## TASK OBJECTIVE
Reproduce the line that holds "Each instance receives one keypoint. Mark the basket" together with all the lines after it up to the end of the entries.

## DATA EXCERPTS
■ ■ ■ ■
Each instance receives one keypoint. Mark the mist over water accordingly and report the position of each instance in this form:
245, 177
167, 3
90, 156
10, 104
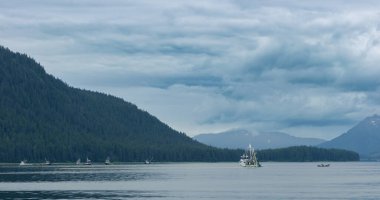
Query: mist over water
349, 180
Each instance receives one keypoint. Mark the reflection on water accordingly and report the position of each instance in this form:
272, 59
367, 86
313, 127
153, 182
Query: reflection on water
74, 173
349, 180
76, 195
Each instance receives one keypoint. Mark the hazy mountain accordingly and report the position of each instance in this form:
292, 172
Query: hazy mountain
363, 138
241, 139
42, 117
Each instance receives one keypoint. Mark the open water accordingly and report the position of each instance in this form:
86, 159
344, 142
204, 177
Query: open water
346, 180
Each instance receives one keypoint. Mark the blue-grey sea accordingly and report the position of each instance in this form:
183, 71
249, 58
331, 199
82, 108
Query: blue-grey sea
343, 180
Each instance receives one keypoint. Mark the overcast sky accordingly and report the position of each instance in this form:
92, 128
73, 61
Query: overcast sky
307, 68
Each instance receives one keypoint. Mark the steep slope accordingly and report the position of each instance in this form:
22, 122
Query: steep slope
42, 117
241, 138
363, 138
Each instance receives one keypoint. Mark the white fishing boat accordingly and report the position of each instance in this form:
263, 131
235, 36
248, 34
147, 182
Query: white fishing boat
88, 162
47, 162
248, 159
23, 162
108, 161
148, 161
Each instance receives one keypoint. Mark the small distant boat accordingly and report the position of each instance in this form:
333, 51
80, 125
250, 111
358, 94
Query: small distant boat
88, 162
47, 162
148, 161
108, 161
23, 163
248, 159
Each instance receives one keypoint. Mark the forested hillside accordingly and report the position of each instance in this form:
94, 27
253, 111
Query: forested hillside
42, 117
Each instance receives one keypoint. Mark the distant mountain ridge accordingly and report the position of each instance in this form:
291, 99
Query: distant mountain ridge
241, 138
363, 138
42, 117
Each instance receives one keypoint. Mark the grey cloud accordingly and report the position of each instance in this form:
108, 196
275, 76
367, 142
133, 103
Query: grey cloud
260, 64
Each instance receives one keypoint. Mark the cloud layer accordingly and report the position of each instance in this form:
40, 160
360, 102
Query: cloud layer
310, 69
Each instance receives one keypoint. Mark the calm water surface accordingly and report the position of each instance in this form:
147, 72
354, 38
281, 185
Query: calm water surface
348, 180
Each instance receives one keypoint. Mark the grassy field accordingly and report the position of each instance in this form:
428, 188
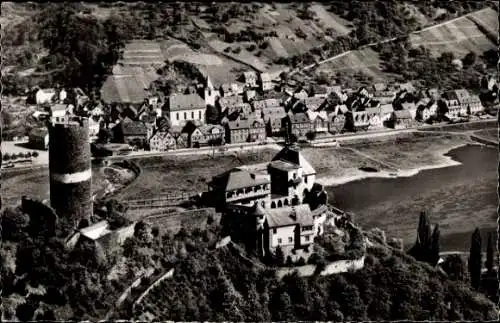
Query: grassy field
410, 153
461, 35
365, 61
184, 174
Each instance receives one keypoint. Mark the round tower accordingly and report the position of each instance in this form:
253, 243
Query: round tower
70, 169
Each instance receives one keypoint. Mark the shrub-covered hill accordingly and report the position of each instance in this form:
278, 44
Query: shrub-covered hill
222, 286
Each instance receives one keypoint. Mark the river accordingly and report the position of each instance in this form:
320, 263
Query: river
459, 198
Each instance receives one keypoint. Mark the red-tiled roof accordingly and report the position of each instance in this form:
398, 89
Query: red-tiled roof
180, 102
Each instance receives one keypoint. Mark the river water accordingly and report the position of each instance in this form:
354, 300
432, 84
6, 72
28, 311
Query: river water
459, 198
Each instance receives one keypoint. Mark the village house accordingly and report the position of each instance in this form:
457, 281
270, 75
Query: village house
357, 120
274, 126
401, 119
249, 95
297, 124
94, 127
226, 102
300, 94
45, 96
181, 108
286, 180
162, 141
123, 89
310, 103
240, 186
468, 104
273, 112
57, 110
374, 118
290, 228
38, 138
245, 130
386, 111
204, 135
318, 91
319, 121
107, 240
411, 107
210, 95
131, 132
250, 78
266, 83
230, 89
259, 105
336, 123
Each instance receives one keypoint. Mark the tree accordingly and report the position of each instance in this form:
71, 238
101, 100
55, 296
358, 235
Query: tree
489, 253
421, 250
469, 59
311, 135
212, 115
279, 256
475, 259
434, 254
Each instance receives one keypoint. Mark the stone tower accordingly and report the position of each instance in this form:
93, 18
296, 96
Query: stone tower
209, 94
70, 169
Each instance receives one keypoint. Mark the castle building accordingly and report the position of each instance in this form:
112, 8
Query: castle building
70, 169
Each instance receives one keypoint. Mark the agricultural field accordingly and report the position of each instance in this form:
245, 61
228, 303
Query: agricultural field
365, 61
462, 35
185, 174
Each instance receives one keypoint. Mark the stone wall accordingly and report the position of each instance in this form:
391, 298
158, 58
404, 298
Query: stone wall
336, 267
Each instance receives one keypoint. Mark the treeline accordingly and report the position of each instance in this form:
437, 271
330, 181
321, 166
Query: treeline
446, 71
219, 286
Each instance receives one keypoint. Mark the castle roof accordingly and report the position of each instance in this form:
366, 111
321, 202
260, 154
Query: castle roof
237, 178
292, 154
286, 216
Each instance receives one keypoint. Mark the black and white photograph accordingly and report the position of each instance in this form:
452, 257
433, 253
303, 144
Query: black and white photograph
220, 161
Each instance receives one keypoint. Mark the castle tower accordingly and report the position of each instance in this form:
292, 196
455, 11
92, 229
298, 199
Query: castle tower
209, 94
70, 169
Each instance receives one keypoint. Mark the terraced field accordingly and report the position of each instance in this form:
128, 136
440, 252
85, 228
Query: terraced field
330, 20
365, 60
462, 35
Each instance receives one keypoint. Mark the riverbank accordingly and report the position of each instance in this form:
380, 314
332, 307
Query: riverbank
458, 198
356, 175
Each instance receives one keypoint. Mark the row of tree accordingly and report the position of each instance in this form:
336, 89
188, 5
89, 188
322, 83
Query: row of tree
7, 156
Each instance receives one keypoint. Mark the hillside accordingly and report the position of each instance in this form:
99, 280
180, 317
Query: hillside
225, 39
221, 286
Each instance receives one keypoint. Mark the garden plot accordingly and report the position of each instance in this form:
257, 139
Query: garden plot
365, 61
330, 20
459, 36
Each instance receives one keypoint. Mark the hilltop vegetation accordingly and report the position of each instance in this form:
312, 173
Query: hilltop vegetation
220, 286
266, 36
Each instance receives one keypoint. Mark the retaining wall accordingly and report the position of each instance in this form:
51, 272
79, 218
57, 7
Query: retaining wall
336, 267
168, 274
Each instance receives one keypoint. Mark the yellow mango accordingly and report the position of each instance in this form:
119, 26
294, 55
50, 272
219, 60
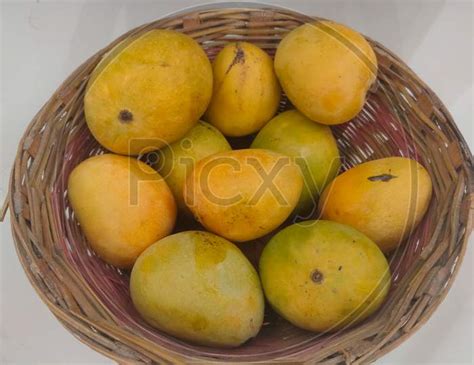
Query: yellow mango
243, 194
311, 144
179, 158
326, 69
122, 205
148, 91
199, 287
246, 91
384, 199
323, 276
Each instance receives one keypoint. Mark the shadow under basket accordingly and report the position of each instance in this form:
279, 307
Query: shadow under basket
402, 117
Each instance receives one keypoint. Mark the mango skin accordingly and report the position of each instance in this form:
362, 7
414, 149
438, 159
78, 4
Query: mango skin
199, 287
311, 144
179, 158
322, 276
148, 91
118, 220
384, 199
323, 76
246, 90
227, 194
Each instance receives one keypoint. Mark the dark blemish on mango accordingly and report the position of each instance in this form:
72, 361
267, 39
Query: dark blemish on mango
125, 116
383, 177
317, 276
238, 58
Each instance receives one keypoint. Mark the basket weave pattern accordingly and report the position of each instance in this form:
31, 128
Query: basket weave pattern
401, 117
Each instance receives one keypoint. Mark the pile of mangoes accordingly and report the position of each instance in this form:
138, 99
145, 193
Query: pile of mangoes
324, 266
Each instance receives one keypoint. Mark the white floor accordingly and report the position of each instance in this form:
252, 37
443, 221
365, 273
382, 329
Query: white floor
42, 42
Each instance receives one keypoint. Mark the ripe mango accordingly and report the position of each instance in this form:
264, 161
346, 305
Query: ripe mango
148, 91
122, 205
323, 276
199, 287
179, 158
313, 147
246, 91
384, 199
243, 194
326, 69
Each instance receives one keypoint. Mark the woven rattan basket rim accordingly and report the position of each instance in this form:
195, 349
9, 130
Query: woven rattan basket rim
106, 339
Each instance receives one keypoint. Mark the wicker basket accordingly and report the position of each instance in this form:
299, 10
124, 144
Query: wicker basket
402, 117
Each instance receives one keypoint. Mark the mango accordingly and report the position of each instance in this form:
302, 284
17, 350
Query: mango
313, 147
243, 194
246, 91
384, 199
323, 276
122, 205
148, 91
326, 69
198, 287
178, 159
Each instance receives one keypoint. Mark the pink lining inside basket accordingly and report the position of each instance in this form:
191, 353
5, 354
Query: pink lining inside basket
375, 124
■ ■ ■ ■
## OUTPUT OF THE TASK
Each instance receives one keypoint. Mark the basket weave pattern accordingly and report the position of each instance in this form:
31, 128
Query: basket weave pattern
401, 117
Each instance receives one keypoint. Mark the pile of mangoes accordingly and report the position of each instance in this form:
138, 99
145, 193
Query: pile of mangoes
324, 266
Each instance receives one keypoint. Mark the white floor accordingly and report the position of each instance in this form:
252, 37
443, 221
365, 273
382, 329
Query: white floor
42, 42
Each instance receives one keypoint. Mark the ripe mango accordingly and report the position of each instance in this form:
264, 161
346, 305
Query: ripe mango
148, 91
122, 205
323, 276
199, 287
179, 158
313, 147
246, 91
384, 199
243, 194
326, 69
Each instance receives one keypoint. Mark the woven rattan basket rim accordingly and report the position of each instance in this form:
195, 349
9, 130
Query: woven rattan basket rim
106, 339
Each instance receives one keypoint. Mark the wicker basket accordingly and report the position of each instance in this form:
299, 10
124, 144
Query: wicker basket
402, 117
Each instance receives one keypoint. Mark the mango accordingly and report the position of each instance in this form:
302, 284
17, 350
Query: mango
313, 147
243, 194
246, 91
384, 199
323, 276
122, 205
148, 91
326, 69
198, 287
178, 159
Each instance receives one keypoint. Mark the pink lining inside basket accordingly and report the position of each instance in this form:
191, 353
5, 354
Query: pink lining inside basket
375, 124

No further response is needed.